Stored entries →
++++++++++

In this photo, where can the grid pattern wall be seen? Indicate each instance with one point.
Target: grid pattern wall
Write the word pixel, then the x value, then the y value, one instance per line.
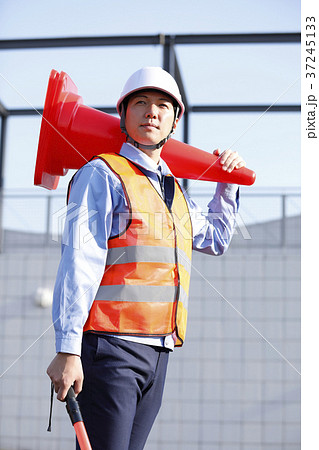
pixel 234 385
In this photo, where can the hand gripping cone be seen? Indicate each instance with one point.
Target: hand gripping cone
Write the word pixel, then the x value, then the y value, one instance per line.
pixel 72 133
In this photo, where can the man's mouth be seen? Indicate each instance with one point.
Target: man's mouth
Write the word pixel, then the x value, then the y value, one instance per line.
pixel 149 125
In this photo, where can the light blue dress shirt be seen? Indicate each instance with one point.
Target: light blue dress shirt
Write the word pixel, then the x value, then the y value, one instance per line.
pixel 97 210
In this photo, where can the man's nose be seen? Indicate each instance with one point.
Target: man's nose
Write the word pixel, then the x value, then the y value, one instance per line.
pixel 151 111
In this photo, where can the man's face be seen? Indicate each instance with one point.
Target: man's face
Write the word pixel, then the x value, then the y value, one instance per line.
pixel 149 116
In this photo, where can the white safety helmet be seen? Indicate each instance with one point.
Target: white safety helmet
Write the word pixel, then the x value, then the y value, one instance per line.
pixel 150 78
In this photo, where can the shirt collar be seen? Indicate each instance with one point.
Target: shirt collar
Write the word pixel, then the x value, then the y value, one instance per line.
pixel 138 157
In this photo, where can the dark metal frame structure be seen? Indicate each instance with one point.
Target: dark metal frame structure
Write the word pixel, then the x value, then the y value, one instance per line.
pixel 170 63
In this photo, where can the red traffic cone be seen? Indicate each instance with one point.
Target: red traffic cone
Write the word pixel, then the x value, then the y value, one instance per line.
pixel 72 133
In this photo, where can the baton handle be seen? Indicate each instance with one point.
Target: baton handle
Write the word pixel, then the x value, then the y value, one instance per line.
pixel 74 412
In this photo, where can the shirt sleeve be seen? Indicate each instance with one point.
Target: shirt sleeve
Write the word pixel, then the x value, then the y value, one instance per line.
pixel 212 232
pixel 84 249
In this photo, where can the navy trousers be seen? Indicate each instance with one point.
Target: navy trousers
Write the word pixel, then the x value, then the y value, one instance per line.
pixel 122 391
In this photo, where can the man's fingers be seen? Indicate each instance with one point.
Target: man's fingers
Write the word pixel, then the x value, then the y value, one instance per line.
pixel 62 393
pixel 78 386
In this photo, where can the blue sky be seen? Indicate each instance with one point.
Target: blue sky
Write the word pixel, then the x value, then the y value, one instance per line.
pixel 220 74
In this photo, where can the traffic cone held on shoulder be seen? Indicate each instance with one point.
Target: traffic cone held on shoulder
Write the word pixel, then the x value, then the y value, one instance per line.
pixel 72 133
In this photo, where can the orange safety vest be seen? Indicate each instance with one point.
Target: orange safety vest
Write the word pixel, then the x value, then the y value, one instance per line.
pixel 145 286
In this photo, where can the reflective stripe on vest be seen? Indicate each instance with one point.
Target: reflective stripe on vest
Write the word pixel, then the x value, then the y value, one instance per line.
pixel 144 289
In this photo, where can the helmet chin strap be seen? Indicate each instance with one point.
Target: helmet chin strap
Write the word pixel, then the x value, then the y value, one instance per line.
pixel 143 146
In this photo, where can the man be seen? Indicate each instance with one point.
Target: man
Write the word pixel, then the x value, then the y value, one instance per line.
pixel 126 284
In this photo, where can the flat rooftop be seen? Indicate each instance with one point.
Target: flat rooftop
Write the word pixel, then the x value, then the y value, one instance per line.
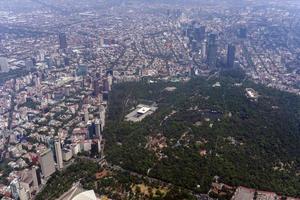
pixel 140 112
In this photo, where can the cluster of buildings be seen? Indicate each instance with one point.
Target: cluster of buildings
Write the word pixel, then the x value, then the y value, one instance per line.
pixel 58 68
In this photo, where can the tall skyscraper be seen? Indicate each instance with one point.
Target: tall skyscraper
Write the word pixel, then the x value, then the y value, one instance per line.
pixel 102 116
pixel 47 163
pixel 3 64
pixel 15 188
pixel 62 41
pixel 98 129
pixel 203 50
pixel 86 114
pixel 35 177
pixel 230 55
pixel 58 153
pixel 199 33
pixel 212 51
pixel 29 64
pixel 242 32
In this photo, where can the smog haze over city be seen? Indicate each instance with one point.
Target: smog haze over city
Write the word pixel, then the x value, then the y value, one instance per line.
pixel 149 99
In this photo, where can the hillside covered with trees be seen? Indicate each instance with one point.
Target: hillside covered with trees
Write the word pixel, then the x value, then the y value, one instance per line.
pixel 208 128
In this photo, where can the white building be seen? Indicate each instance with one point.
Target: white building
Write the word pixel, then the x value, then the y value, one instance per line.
pixel 3 64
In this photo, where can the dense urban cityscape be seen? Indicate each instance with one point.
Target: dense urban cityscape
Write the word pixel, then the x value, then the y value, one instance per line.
pixel 60 62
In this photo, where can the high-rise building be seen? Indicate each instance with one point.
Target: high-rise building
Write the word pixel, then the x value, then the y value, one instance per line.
pixel 242 32
pixel 230 55
pixel 96 87
pixel 203 50
pixel 29 64
pixel 15 188
pixel 212 51
pixel 86 114
pixel 3 64
pixel 102 116
pixel 35 177
pixel 105 84
pixel 91 130
pixel 58 153
pixel 47 163
pixel 199 33
pixel 62 41
pixel 98 129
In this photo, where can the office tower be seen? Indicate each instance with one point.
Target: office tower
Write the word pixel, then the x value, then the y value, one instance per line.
pixel 35 177
pixel 98 129
pixel 47 163
pixel 91 130
pixel 3 64
pixel 58 153
pixel 29 64
pixel 203 50
pixel 102 116
pixel 99 145
pixel 62 40
pixel 86 114
pixel 101 41
pixel 242 32
pixel 24 193
pixel 212 51
pixel 199 33
pixel 105 84
pixel 15 188
pixel 96 87
pixel 230 55
pixel 110 82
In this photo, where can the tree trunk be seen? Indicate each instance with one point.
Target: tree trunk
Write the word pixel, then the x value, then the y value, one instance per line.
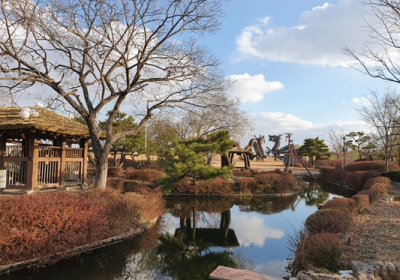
pixel 101 170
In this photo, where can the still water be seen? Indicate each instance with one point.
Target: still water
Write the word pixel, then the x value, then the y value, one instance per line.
pixel 196 235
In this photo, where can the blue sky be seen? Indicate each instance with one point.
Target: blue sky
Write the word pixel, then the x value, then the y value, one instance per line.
pixel 290 71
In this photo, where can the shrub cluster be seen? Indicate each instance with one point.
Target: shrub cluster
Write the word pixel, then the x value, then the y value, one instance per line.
pixel 356 180
pixel 116 183
pixel 341 202
pixel 241 173
pixel 327 162
pixel 332 174
pixel 148 175
pixel 115 171
pixel 333 220
pixel 372 193
pixel 36 226
pixel 246 185
pixel 321 250
pixel 371 165
pixel 362 202
pixel 217 186
pixel 278 183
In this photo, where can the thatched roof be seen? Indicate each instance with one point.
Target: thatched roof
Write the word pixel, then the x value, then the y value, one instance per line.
pixel 45 121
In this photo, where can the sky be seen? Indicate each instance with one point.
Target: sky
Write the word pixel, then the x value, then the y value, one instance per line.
pixel 289 69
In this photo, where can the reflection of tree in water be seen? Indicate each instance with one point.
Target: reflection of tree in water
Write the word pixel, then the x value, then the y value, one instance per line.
pixel 189 254
pixel 266 205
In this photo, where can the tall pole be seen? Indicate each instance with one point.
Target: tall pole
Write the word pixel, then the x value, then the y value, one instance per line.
pixel 344 153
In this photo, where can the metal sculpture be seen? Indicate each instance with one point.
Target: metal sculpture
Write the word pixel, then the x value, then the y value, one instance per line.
pixel 275 151
pixel 256 144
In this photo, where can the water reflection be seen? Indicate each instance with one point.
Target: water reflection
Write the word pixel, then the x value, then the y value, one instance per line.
pixel 195 236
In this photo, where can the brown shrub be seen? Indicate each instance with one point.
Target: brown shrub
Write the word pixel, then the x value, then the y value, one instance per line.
pixel 381 188
pixel 144 189
pixel 275 183
pixel 116 183
pixel 217 186
pixel 370 182
pixel 321 251
pixel 370 165
pixel 327 162
pixel 91 171
pixel 147 175
pixel 332 174
pixel 372 193
pixel 362 202
pixel 143 164
pixel 121 212
pixel 356 180
pixel 242 173
pixel 39 225
pixel 339 202
pixel 246 184
pixel 334 220
pixel 115 171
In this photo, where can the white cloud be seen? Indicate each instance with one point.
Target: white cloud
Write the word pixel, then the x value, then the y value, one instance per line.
pixel 361 101
pixel 274 123
pixel 252 88
pixel 316 39
pixel 252 230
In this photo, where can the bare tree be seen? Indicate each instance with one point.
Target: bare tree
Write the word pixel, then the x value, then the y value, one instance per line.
pixel 212 117
pixel 92 55
pixel 383 117
pixel 335 141
pixel 379 56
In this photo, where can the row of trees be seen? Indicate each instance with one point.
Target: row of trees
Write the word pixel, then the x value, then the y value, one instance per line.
pixel 89 57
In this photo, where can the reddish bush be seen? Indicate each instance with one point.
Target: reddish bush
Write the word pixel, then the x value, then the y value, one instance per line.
pixel 381 180
pixel 356 180
pixel 332 174
pixel 334 220
pixel 217 186
pixel 372 193
pixel 381 188
pixel 246 184
pixel 121 212
pixel 36 226
pixel 326 162
pixel 91 171
pixel 362 202
pixel 371 165
pixel 115 171
pixel 116 183
pixel 275 183
pixel 144 189
pixel 321 251
pixel 339 202
pixel 241 173
pixel 147 175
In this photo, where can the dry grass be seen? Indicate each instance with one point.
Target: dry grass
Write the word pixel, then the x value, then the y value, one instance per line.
pixel 375 235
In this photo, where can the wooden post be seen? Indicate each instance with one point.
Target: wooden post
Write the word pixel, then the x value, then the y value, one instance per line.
pixel 61 173
pixel 84 144
pixel 33 162
pixel 3 141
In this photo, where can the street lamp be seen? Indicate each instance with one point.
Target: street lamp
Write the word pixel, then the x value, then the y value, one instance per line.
pixel 344 153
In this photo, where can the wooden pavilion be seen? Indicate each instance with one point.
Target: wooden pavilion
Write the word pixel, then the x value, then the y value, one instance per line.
pixel 42 149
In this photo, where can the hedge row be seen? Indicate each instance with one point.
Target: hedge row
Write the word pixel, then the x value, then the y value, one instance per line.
pixel 39 225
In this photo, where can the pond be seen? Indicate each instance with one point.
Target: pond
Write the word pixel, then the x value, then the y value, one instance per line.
pixel 196 235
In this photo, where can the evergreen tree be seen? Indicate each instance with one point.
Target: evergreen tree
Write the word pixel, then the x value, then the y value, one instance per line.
pixel 314 148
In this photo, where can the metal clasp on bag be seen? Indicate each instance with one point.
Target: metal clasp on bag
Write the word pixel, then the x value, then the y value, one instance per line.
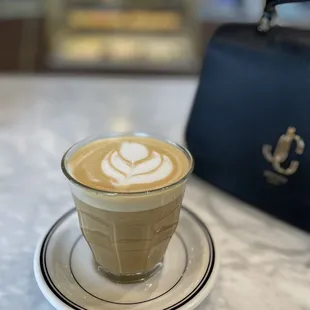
pixel 281 152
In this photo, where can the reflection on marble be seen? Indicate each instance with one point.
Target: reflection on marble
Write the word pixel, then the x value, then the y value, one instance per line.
pixel 265 264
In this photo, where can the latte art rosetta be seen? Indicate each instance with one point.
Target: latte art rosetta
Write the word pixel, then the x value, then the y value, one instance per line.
pixel 134 163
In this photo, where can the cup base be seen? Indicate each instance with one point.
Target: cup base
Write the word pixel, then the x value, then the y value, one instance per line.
pixel 128 278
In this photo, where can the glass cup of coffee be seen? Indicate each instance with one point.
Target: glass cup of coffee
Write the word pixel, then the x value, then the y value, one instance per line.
pixel 128 191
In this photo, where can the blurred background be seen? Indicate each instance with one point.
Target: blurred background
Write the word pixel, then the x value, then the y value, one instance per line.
pixel 127 36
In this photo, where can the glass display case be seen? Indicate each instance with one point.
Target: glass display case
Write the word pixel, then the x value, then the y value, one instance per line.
pixel 153 35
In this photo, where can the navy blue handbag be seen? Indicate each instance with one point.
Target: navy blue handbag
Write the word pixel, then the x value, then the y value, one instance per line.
pixel 249 128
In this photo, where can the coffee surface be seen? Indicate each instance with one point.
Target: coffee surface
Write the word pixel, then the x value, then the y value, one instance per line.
pixel 128 164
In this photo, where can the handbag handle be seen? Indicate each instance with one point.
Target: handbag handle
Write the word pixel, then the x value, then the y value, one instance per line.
pixel 265 22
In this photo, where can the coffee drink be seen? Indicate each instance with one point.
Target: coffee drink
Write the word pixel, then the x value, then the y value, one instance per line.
pixel 128 192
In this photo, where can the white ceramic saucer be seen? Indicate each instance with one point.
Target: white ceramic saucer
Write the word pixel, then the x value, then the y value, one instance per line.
pixel 66 275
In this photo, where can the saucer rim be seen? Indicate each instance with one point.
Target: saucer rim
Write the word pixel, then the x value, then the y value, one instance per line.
pixel 206 284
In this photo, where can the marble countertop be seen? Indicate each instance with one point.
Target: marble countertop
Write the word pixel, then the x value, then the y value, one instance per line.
pixel 265 264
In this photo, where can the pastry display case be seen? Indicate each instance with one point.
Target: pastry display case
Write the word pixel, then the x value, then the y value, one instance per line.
pixel 151 35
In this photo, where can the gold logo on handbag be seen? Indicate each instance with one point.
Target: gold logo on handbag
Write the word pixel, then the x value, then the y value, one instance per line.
pixel 281 152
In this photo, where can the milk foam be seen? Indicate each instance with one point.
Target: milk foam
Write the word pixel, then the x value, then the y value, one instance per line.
pixel 134 163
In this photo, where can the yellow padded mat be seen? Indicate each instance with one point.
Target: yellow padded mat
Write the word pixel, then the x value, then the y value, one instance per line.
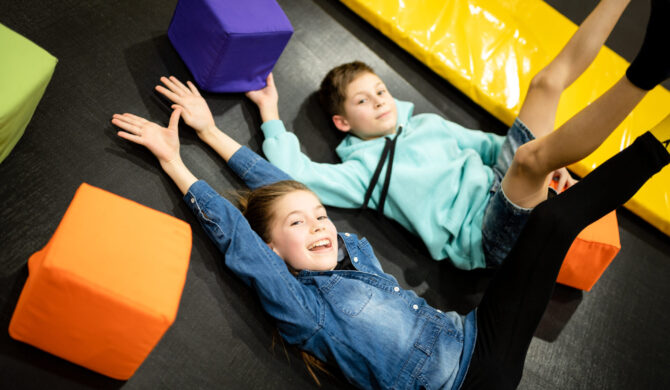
pixel 491 49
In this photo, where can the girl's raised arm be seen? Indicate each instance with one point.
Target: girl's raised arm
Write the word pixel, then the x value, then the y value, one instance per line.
pixel 249 166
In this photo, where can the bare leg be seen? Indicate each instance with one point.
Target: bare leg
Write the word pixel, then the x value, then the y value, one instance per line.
pixel 538 111
pixel 526 181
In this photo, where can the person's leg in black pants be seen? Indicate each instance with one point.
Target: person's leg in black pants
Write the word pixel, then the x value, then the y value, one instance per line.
pixel 517 297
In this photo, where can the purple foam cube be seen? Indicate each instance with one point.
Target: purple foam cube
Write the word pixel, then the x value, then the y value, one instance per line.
pixel 229 45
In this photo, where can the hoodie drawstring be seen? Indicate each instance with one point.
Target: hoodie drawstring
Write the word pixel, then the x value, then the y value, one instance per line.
pixel 389 150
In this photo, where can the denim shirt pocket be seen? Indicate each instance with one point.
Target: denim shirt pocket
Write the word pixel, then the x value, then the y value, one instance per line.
pixel 350 296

++++++++++

GIVEN REQUEST →
Could you duplicate the lines of the stored entries word for word, beginning at the very first line and stopping after the line that contains "pixel 170 63"? Leave out the pictures.

FULL RESPONSE →
In this photo, where can the grid pattern wall be seen? Indicate each instance with one point.
Target: grid pattern wall
Write the word pixel, then the x value, then the y value, one instance per line.
pixel 234 385
In this photo, where can the hand gripping cone be seen? Indicate each instance with one point.
Target: hand gripping cone
Write the word pixel, then the x value, then the y value, one instance per line.
pixel 72 133
In this photo, where can the man's mouth be seen? Indicate each instance with one point.
Target: man's mouth
Write the word pixel, then the x value, then the y value, one instance per line.
pixel 149 125
In this photo, where can the light blue dress shirt be seen? Indicate each instance with one point.
Target: light blue dress shirt
Write the word pixel, then the x value, then the y value, one instance per line.
pixel 97 210
In this photo, where can the man's nose be seen? Indicate each instance with one point.
Target: man's nose
Write the word pixel, then the x value, then the y value, one instance per line.
pixel 151 111
In this photo, where can the man's face be seen? Indicate each instance with one point.
Target: man's face
Write the word pixel, then the x value, then the y value, one instance per line.
pixel 149 116
In this photo, where can the white safety helmet be seen? Indicate each instance with one point.
Target: white safety helmet
Write the word pixel, then the x value, then the y value, one instance per line.
pixel 150 78
In this photo, where can the shirt collar be seen? Indicate each instance with one point.
Target: shirt collar
Write the word pixel, then the x value, then the y value, one instance per line.
pixel 138 157
In this photo, where can the dark metal frame structure be seen? Indicate each instance with one point.
Target: dark metal frame structure
Write the word pixel, then the x value, then the y value, one instance per line.
pixel 170 63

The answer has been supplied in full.